## [Problem to solve]
Return the exact lines spanning from the line with "the cleared field?" through the last line of the entries, boundaries included, and no others.

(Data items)

-- begin --

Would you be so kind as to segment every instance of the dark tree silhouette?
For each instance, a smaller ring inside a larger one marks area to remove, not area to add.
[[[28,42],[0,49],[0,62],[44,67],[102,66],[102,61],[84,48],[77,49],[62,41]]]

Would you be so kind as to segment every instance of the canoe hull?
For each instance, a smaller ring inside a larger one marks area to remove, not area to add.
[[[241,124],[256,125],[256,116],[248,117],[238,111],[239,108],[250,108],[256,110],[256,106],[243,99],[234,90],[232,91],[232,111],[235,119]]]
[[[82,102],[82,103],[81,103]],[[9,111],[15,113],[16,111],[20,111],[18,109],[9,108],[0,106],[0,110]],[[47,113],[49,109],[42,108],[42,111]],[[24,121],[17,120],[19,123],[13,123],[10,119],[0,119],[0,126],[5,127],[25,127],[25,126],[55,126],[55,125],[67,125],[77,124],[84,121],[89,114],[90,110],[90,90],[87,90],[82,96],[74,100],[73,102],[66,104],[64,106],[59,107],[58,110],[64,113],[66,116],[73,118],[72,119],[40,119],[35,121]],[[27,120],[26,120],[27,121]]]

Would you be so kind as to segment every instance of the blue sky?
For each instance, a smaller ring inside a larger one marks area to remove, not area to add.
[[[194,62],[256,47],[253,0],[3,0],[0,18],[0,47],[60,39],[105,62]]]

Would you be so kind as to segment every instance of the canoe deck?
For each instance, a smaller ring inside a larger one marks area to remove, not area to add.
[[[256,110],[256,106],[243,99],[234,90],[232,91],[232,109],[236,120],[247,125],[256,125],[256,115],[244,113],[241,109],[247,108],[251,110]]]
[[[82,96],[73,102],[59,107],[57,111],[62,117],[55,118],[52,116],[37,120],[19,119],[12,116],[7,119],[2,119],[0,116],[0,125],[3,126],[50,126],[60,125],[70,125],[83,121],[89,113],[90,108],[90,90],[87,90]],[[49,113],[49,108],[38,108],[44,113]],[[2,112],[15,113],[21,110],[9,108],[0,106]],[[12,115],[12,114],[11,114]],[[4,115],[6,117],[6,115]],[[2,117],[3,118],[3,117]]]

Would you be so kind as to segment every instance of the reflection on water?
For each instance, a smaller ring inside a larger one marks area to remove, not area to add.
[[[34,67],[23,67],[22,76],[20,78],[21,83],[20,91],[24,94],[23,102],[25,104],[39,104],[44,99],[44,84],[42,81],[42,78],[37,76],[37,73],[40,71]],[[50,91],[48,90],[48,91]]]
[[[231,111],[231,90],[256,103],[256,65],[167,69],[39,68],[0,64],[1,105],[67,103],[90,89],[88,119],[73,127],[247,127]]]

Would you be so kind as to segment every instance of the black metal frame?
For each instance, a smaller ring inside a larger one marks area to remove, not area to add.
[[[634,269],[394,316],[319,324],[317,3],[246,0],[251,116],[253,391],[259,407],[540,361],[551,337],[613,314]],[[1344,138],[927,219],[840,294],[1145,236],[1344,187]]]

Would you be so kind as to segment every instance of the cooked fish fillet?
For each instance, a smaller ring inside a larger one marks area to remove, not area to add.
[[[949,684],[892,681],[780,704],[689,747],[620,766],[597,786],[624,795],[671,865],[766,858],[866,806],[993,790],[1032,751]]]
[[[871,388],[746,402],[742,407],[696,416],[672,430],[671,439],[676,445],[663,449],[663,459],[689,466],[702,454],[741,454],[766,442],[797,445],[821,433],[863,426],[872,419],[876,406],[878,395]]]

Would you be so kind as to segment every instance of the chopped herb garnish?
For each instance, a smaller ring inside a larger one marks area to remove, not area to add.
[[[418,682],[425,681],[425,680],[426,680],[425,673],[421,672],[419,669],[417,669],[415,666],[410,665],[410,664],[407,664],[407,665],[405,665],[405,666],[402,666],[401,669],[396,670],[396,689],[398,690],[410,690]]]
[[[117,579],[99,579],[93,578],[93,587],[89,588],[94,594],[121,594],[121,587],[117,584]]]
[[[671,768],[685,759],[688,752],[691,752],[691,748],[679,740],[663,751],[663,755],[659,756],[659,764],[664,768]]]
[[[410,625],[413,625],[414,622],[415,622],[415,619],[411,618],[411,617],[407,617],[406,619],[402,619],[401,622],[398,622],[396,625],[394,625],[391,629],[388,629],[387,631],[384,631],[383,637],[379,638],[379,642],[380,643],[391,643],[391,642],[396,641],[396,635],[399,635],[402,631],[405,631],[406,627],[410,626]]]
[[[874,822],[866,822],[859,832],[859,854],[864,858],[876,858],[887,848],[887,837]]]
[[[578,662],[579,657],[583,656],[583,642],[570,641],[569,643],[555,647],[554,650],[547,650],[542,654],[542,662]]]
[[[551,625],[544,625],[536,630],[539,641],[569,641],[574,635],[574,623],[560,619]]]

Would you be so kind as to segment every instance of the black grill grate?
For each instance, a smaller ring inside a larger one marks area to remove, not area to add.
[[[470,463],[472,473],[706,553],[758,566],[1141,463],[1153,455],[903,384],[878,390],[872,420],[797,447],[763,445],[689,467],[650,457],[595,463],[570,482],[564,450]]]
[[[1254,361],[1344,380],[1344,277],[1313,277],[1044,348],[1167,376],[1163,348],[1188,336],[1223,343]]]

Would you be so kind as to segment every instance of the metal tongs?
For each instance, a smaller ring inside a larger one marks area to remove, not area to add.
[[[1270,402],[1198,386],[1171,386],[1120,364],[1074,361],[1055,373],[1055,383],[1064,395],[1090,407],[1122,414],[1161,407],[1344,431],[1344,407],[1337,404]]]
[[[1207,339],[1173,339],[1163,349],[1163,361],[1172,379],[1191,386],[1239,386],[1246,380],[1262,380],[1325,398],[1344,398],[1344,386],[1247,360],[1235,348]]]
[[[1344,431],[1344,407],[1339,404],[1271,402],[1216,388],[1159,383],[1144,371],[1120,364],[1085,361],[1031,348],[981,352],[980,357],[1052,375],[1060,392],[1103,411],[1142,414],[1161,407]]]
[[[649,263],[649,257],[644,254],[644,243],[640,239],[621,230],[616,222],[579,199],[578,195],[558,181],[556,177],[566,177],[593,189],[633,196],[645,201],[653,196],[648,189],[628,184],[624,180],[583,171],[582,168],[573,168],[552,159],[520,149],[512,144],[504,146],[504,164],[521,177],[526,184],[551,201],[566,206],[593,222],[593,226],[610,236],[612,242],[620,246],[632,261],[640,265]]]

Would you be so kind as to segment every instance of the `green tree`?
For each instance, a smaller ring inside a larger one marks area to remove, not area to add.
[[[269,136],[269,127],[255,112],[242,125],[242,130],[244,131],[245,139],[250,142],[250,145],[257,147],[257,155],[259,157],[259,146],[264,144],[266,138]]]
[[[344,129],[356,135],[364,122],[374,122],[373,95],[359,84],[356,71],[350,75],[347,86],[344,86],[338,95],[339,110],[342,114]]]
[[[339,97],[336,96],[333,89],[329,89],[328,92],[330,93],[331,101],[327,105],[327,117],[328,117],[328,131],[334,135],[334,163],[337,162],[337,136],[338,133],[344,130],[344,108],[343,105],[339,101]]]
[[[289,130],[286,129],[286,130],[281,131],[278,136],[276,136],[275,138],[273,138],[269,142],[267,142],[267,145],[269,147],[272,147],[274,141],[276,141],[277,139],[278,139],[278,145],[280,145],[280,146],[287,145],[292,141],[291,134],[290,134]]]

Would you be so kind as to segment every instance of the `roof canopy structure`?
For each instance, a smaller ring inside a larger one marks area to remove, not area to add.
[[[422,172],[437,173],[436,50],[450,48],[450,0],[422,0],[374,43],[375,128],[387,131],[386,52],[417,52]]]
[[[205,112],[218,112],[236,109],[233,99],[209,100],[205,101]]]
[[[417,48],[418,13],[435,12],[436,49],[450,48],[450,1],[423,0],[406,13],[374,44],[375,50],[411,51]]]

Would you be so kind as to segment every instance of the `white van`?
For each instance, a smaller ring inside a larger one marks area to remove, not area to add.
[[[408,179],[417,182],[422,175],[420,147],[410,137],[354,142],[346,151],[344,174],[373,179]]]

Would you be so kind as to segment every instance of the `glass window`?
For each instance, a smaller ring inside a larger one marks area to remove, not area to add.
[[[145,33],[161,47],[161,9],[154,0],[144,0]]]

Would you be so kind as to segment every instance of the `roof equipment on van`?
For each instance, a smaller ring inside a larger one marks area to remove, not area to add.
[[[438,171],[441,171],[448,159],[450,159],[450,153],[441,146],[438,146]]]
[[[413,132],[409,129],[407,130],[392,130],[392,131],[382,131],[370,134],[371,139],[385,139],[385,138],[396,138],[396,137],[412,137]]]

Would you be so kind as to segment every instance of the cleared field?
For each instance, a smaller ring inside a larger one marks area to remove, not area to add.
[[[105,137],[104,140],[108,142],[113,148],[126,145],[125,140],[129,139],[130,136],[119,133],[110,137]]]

-- end --

## [Answer to this exercise]
Would you be so kind as to segment every instance of the cleared field?
For each instance, a smaller ring inside a larger one marks area to remove, not area to add.
[[[105,137],[104,140],[108,142],[113,148],[126,145],[125,140],[129,139],[130,136],[119,133],[110,137]]]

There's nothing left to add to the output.